• _WHAT NEEDS TO BE DONE_: Copy the data exactly, pictures aside.

━━━ INFORMATION SHOWN

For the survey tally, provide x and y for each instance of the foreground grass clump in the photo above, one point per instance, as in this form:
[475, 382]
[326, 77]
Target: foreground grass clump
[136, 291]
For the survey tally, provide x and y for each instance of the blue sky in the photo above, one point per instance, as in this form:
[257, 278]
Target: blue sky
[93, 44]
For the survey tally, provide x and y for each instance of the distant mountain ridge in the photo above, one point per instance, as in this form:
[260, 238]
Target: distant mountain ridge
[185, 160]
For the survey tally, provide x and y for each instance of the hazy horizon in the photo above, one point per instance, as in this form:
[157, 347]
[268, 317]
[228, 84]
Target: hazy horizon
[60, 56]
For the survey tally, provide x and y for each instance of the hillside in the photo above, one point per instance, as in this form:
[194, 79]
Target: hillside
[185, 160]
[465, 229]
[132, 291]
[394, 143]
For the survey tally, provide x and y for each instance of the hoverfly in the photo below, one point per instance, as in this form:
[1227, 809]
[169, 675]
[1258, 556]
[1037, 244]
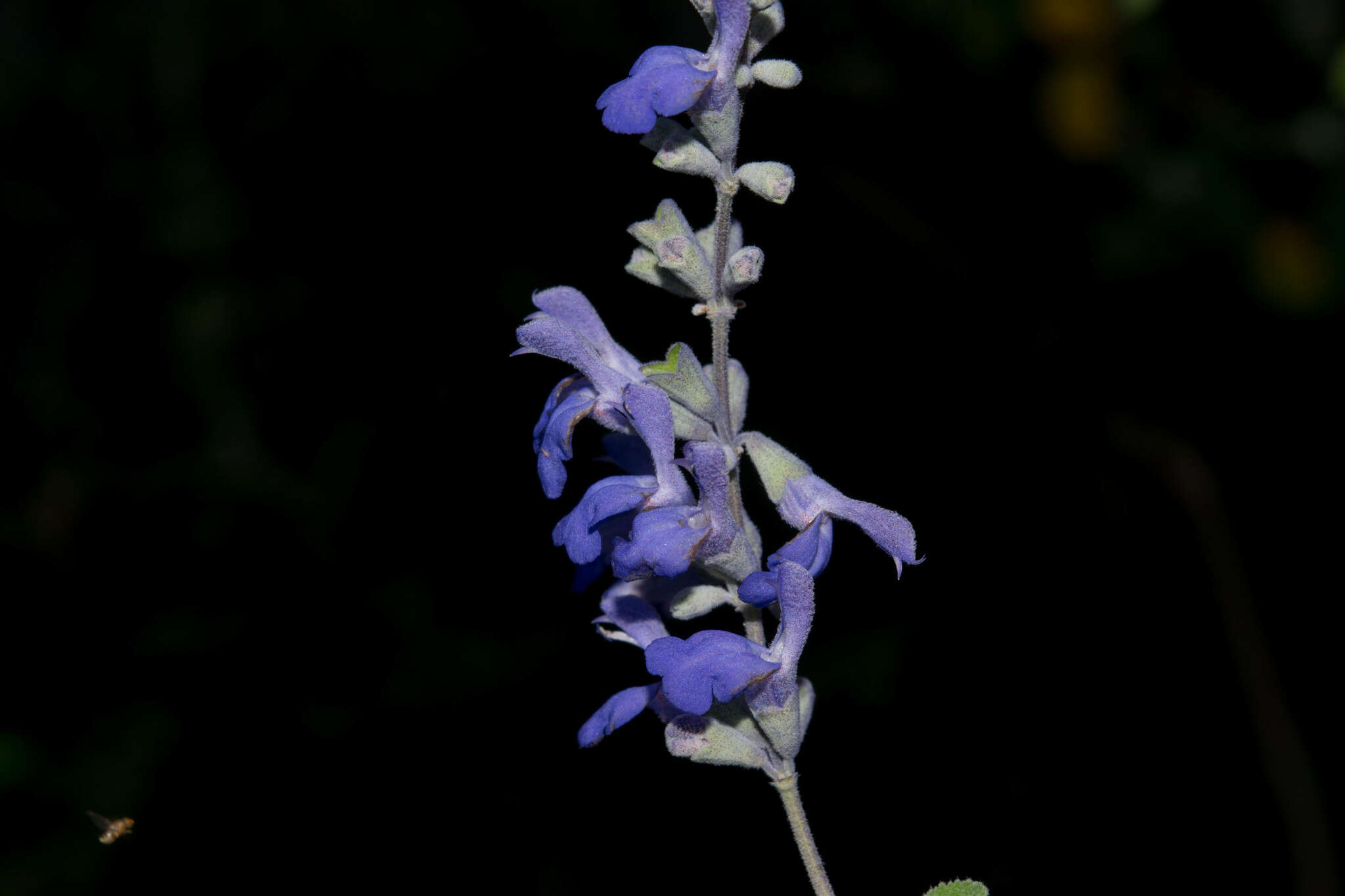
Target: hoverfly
[110, 829]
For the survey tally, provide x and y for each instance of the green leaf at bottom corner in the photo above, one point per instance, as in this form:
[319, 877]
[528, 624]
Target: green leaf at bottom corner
[959, 888]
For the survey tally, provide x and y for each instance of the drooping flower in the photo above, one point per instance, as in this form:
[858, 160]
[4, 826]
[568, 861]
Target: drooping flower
[801, 496]
[810, 548]
[609, 389]
[666, 81]
[709, 666]
[666, 540]
[775, 702]
[718, 666]
[630, 617]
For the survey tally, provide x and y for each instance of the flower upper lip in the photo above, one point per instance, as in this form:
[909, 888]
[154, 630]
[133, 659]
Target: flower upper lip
[666, 81]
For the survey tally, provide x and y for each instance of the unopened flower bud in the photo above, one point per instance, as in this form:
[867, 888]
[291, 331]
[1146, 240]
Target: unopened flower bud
[776, 73]
[663, 128]
[766, 24]
[645, 265]
[684, 257]
[686, 155]
[667, 221]
[767, 179]
[744, 268]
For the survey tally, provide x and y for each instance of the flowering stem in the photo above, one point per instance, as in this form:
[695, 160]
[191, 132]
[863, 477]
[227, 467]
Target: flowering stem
[752, 624]
[789, 790]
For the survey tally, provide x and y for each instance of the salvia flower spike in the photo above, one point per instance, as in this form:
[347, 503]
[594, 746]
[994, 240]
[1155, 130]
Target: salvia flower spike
[670, 526]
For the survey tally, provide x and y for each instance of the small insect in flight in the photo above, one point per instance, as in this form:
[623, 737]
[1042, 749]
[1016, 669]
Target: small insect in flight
[110, 829]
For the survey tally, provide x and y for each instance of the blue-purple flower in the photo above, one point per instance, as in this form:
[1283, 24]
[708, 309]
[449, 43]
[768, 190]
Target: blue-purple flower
[709, 666]
[718, 666]
[810, 548]
[627, 617]
[801, 496]
[609, 389]
[666, 81]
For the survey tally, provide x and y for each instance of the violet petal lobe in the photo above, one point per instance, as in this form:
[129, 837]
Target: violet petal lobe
[571, 307]
[619, 710]
[663, 542]
[554, 445]
[810, 548]
[731, 30]
[634, 616]
[709, 666]
[712, 475]
[662, 82]
[651, 416]
[579, 530]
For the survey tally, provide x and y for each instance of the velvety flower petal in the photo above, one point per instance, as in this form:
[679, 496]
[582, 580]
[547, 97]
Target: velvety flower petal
[579, 530]
[651, 416]
[775, 702]
[889, 531]
[709, 666]
[801, 496]
[619, 710]
[731, 30]
[797, 608]
[663, 542]
[810, 548]
[662, 82]
[628, 452]
[572, 308]
[554, 445]
[657, 590]
[712, 476]
[568, 328]
[634, 616]
[556, 339]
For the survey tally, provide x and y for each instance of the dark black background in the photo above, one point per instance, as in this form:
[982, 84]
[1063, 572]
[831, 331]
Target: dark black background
[1060, 282]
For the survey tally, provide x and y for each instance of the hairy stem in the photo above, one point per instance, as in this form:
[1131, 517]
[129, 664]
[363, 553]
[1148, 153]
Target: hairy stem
[752, 624]
[789, 790]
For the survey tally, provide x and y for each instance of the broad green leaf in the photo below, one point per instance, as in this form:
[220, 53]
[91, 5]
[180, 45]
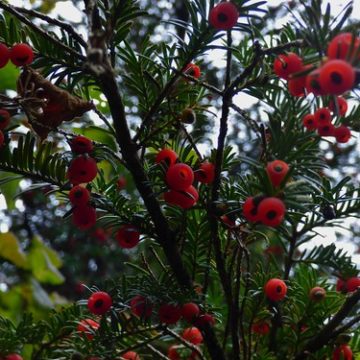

━━━━━━

• _WRITTEN RESPONSE_:
For the survey tally, provide x and y for each instance of the foreground grass clump in the photo above, one point per instance, as in this form:
[475, 382]
[326, 77]
Target: foreground grass clump
[136, 291]
For the survey tally, provide x and y for each instance of the blue sky in the photo above, one point per instance, as in this form:
[257, 278]
Target: blue sky
[93, 44]
For the survey tally, provide x and y for each instance of the distant mountain ridge in the photo above, one point per instance, as in this form:
[260, 238]
Target: distant mountain ridge
[185, 160]
For the survey tally, provide x and y for each instance of the hazy horizon in the photo above, one point per instance, as in this form:
[157, 347]
[268, 317]
[228, 84]
Target: hazy horizon
[60, 56]
For the survey tally, provide x and y for each instance of the hillside in the photo above, one point per instance, as in this form:
[194, 79]
Target: hillside
[185, 160]
[465, 229]
[132, 291]
[394, 143]
For the survey tally, provide x and y for each instance of the hoverfly in the photo below, one point per instance, as in this form:
[1227, 809]
[169, 675]
[1258, 556]
[1037, 244]
Target: hoverfly
[110, 829]
For the survey tally, provide x and y for each instance of the green leaf at bottom corner in the photo above, one point per instance, as in this form:
[319, 877]
[528, 624]
Target: green leaf at bottom corner
[959, 888]
For the survey tally, provide x and y for each instance of the drooping flower in the photo above, one point per instance, as in this form:
[858, 160]
[4, 826]
[568, 861]
Target: drooping flower
[801, 496]
[810, 548]
[609, 389]
[666, 81]
[709, 666]
[666, 540]
[775, 702]
[718, 666]
[630, 617]
For the survey tally, provide x and y for each instance of the flower upper lip in the photo above, one point per instance, as in this form:
[909, 888]
[154, 630]
[133, 659]
Target: flower upper lip
[666, 81]
For the survey tally, provide x and y for each instance of the unopened flower bud in the photo above, one point per instance, as in this form:
[867, 888]
[291, 331]
[1146, 240]
Target: unopened flower bud
[776, 73]
[663, 128]
[766, 24]
[645, 265]
[684, 257]
[686, 155]
[667, 221]
[767, 179]
[744, 268]
For the survey tally, provide x and y for each instance of the flowering stem in the photo above, one point per instance, as in this form:
[695, 160]
[191, 132]
[863, 477]
[227, 467]
Target: flowering stem
[752, 624]
[789, 790]
For the survey tally, provide x and y for each instance of the salvia flower spike in the photo above, one point per instance, as in this form:
[347, 503]
[594, 746]
[994, 240]
[1155, 130]
Target: salvia flower spike
[670, 526]
For the survey tally, provide x and y for each instance of the small insect in flight in the photo above, one point per instance, as in this form:
[623, 737]
[1042, 749]
[1016, 669]
Target: small insect in flight
[110, 829]
For the survey tally, provide x and y for each instance of the blue-purple flower in the photo above, one point per instance, as in this form:
[1283, 24]
[708, 309]
[449, 43]
[768, 190]
Target: blue-purple flower
[709, 666]
[718, 666]
[810, 548]
[627, 617]
[801, 496]
[609, 389]
[666, 81]
For the survey tally, provide x and y for each instance of the violet petal lobe in the photo above, one point per instance, as in this form:
[129, 837]
Target: violet petal lobe
[571, 307]
[619, 710]
[663, 542]
[554, 445]
[810, 548]
[731, 30]
[634, 616]
[709, 666]
[712, 475]
[662, 82]
[651, 416]
[579, 530]
For the survey tally, provide x and y for each instance of the velvety flower petal in the photo above, one point per instance, as in this form:
[679, 496]
[582, 580]
[547, 97]
Target: velvety flower petal
[579, 530]
[651, 416]
[775, 702]
[889, 531]
[709, 666]
[801, 496]
[619, 710]
[731, 30]
[797, 608]
[663, 542]
[810, 548]
[662, 82]
[628, 452]
[572, 308]
[554, 445]
[657, 590]
[712, 476]
[568, 328]
[634, 616]
[556, 339]
For the survey tally, provide x and y for each instance of the dark black background in the photo above, one point per instance, as in this form:
[982, 84]
[1063, 572]
[831, 331]
Target: dark black background
[1060, 282]
For the survey tally, provide x and y for each instance of the hairy stem in the photo above, one point per instance, as in this form:
[1131, 517]
[129, 664]
[363, 553]
[1148, 153]
Target: hairy stem
[752, 624]
[789, 790]
For the survey tally, provide x and y for each instance of the broad green leaf in the photo below, one point per instance, as in this form:
[220, 53]
[91, 5]
[180, 45]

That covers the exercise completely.